→ Goal:
Rewrite everything from the first of the rows down through the line containing "0, 0, 549, 350", that line included, as a numbered list with blank lines omitted.
━━━━━━
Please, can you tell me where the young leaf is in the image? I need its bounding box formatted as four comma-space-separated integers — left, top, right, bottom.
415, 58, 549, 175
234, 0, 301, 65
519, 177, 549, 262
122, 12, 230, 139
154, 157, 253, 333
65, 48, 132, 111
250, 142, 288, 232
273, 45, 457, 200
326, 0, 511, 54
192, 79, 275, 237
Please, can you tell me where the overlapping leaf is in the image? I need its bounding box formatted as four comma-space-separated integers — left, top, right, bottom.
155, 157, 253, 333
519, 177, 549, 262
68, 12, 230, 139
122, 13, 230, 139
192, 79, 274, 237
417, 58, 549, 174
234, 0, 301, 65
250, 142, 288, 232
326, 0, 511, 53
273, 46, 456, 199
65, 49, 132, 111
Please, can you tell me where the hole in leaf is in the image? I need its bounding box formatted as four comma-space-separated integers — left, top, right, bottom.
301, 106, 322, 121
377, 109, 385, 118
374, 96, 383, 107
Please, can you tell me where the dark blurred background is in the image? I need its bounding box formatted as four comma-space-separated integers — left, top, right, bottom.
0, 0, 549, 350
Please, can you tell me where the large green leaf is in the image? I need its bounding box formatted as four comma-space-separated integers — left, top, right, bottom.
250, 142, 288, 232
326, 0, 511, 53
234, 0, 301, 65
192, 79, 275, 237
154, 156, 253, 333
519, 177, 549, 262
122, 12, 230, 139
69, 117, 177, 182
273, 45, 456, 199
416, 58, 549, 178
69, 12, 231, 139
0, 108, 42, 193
━━━━━━
→ Result for this exercise:
1. Please, can you tell me where the young leaf is in the image? I need its bounding box formatted as four comma-space-separated integers — left, top, right, bottom.
2. 415, 58, 549, 175
3. 234, 0, 301, 65
4. 519, 177, 549, 262
5. 122, 12, 230, 139
6. 154, 157, 253, 333
7. 65, 48, 132, 111
8. 250, 142, 288, 232
9. 273, 45, 457, 200
10. 326, 0, 511, 54
11. 192, 79, 275, 237
12. Please, can you tell me where the overlapping leaf is in the image? I need its bounding box formatted as four comma-space-separated integers — left, top, right, bottom.
13. 155, 157, 253, 333
14. 519, 177, 549, 262
15. 68, 12, 230, 139
16. 122, 13, 230, 139
17. 192, 79, 274, 237
18. 417, 58, 549, 174
19. 234, 0, 301, 65
20. 250, 142, 288, 232
21. 326, 0, 511, 53
22. 273, 46, 456, 199
23. 65, 49, 132, 111
24. Please, can you tell me where the hole in leaf is in the image? I need its bounding box formatted as four comma-space-separated integers — left, top, right, bottom.
25. 301, 106, 322, 121
26. 377, 109, 385, 118
27. 374, 96, 383, 107
28. Please, can you tell me where the dark blurred background is in the image? I need its bounding box formatted as four comma-space-separated integers — left, top, right, bottom.
29. 0, 0, 549, 350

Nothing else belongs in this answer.